**Exercise details:**
In the records below, find the line containing "Target: tactile paving strip" and the line containing "Mark one point on every instance of the road"; please repeat exactly the lines from one to the other, both included, and nothing more.

━━━ Information supplied

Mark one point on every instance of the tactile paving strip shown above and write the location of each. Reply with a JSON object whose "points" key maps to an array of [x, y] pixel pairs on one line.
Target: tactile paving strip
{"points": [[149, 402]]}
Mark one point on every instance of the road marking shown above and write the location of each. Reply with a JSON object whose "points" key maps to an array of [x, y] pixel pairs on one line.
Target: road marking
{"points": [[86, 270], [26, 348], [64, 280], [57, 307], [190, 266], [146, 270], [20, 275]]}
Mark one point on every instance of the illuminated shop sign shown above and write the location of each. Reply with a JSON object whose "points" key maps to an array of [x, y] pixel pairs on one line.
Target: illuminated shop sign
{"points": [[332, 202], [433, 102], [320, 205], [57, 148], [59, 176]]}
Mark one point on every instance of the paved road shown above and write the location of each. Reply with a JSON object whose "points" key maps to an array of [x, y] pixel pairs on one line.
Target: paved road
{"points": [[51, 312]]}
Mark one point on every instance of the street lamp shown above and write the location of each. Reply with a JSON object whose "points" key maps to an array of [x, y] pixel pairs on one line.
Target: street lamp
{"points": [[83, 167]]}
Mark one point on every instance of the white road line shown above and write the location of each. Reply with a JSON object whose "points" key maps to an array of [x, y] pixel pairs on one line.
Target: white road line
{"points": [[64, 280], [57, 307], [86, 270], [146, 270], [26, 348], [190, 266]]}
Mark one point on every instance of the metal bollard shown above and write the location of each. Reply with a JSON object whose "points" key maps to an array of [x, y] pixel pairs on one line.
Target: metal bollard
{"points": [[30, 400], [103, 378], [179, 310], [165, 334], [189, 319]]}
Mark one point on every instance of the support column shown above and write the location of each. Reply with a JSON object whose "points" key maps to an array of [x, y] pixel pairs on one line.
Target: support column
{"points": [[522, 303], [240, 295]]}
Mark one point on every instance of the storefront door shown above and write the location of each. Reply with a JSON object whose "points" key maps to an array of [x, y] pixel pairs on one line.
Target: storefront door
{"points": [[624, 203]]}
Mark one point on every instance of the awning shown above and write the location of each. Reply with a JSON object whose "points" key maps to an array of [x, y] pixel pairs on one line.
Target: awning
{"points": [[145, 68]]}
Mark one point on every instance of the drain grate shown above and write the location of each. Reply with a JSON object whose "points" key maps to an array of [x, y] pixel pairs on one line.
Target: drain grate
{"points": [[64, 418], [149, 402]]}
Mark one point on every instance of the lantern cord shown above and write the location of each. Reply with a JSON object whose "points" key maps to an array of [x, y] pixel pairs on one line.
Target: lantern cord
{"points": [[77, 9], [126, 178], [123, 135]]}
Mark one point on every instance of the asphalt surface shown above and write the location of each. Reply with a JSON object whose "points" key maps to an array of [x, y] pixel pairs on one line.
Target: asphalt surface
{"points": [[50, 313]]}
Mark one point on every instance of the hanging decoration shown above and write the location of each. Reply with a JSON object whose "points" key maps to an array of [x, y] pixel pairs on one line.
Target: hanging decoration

━━━━━━

**Response for this exercise:**
Target: tactile paving strip
{"points": [[149, 402]]}
Mark one point on every instance of the road marking shown above and write the location of each. Reply with a JSON object whose "points" key maps to an array of [x, y] pixel pairs on one line.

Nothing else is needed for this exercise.